À faire: D'après le texte sur la leçon de calligraphie, combien d'élèves y a-t-il en troisième année E ?

Texte à lire:
★ ★ ★ ★ ★

Le vendredi à 14 heures, c’est la leçon de calligraphie, et dans la troisième rangée, Annick Nadeau, qui s’appelle ici Wang Anming, trace le caractère « hua » qui veut dire « la fleur » ou « la Chine ». Le geste traditionnel du pinceau est le même que celui qu’aurait esquissé un enfant du temps des Tang ou des Ming. Une vieille civilisation.

Si les écoles du Québec faute de clientèle, ont tendance à fermer leurs portes, ici, en Asie, c’est le contraire. En troisième année E, ils sont 53 garçons et filles; malgré cette surpopulation, pas de trace d’anarchie. Sous l’œil bienveillant de Mme Yi, l’institutrice d’une cinquantaine d’années, ils portent tous l’uniforme bleu marine, souliers assortis, sacs en bandoulière identiques. Le local est propre. Nous sommes dans une école primaire de prestige à Taipei, dans la Chine de Taiwan.

★ ★ ★ ★ ★

Extraits de lignes:

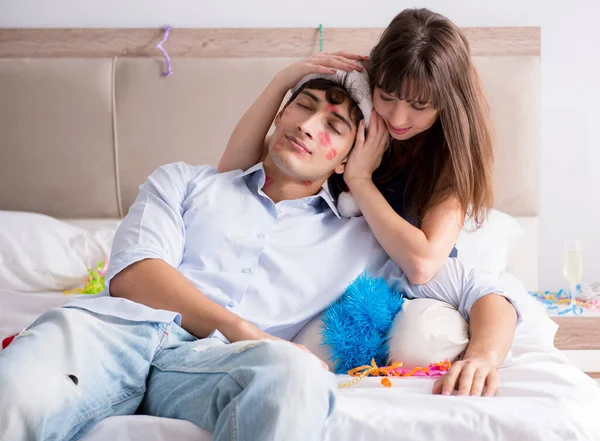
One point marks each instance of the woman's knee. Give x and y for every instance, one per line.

★ ★ ★ ★ ★

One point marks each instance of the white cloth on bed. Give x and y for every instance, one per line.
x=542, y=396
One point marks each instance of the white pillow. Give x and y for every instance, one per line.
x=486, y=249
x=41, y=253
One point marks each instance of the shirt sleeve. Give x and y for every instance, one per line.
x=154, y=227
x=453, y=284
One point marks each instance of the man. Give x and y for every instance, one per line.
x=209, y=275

★ ★ ★ ★ ★

Résultat: Il y a 53 garçons et filles en troisième année E.